--- begin AVAILABLE RECORDS ---

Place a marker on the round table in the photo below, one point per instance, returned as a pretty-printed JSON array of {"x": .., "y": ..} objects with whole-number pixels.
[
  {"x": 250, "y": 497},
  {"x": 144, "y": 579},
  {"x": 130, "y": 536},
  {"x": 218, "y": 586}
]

--- end AVAILABLE RECORDS ---

Rewrite the lines above with "round table" changed to "dining table" and everything else left unchanged.

Place a marker on the dining table in the photo below, one point per instance, returned as a pretty-printed JSON array of {"x": .., "y": ..} objects with whole-number pixels.
[
  {"x": 250, "y": 497},
  {"x": 144, "y": 579},
  {"x": 130, "y": 536},
  {"x": 218, "y": 586}
]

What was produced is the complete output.